**Required work**
Leave the images behind and copy every record exactly.

**Given records**
^^^^

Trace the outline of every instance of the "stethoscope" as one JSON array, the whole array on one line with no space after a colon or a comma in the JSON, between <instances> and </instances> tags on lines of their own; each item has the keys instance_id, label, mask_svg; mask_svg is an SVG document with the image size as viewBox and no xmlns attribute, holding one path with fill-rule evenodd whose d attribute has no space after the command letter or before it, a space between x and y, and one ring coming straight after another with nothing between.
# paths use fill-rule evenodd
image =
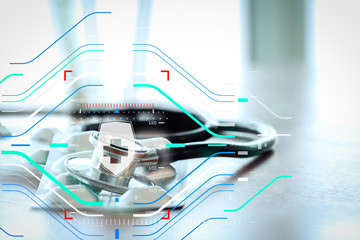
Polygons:
<instances>
[{"instance_id":1,"label":"stethoscope","mask_svg":"<svg viewBox=\"0 0 360 240\"><path fill-rule=\"evenodd\" d=\"M219 152L233 152L218 155L222 157L253 157L269 151L277 139L275 129L266 124L218 126L196 116L215 133L235 135L232 140L204 142L212 135L194 125L185 114L169 110L165 114L176 121L160 127L136 119L100 123L98 131L89 135L94 146L92 157L71 157L65 160L66 170L96 189L123 194L132 179L146 186L155 185L146 174L136 172L139 167L169 166L176 161L209 157ZM94 127L89 125L86 130ZM241 141L244 139L247 141ZM167 147L171 143L181 146Z\"/></svg>"}]
</instances>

^^^^

**Answer to the problem**
Trace the outline of every instance of the "stethoscope" as one JSON array, the whole array on one line with no space after a colon or a comma in the JSON, between <instances> and </instances> tags on lines of their own; each item has the keys instance_id, label, mask_svg; mask_svg is an SVG document with the image size as viewBox and no xmlns attribute, holding one path with fill-rule evenodd whose d attribute has no space after the command letter or before it, a space between x and y, and one ring coming straight after another with nothing between.
# paths use fill-rule evenodd
image =
Polygons:
<instances>
[{"instance_id":1,"label":"stethoscope","mask_svg":"<svg viewBox=\"0 0 360 240\"><path fill-rule=\"evenodd\" d=\"M219 152L233 152L218 155L222 157L253 157L269 151L277 139L275 129L266 124L218 126L196 116L215 133L235 135L232 140L204 142L212 135L194 125L185 114L169 110L165 114L176 121L160 127L136 119L100 123L98 131L89 135L94 146L92 157L71 157L65 160L66 170L96 189L123 194L132 179L146 186L155 185L146 174L136 172L139 167L169 166L176 161L209 157ZM94 127L89 125L86 130ZM241 141L244 139L247 141ZM167 147L171 143L181 146Z\"/></svg>"}]
</instances>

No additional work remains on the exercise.